> _Aim_: Gather every line of the records below that contains the string "each", treating uppercase and lowercase letters as distinct.

> _Dataset records_:
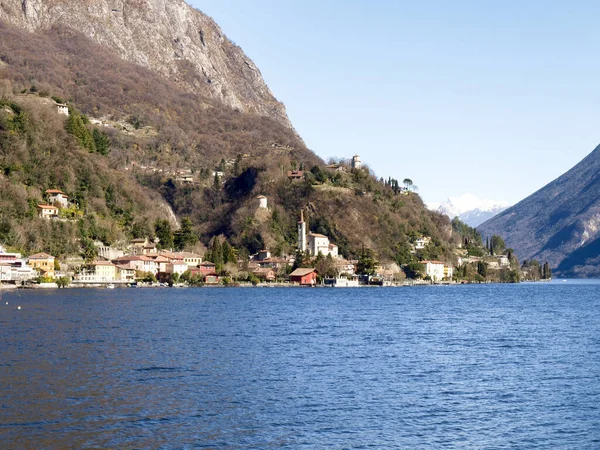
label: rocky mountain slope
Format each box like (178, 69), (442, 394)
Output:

...

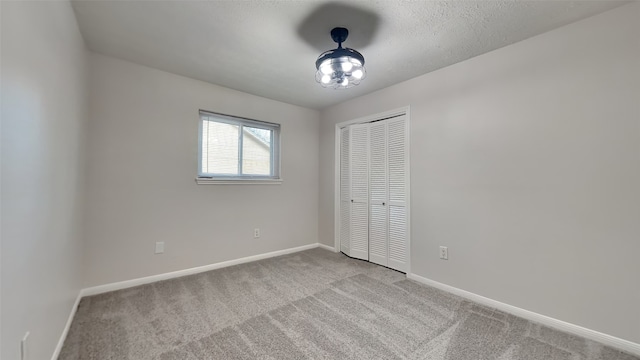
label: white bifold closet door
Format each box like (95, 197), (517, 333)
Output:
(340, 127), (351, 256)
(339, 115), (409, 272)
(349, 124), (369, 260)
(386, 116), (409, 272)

> _Answer for the task_:
Format each box like (178, 69), (442, 394)
Format each box like (95, 197), (517, 333)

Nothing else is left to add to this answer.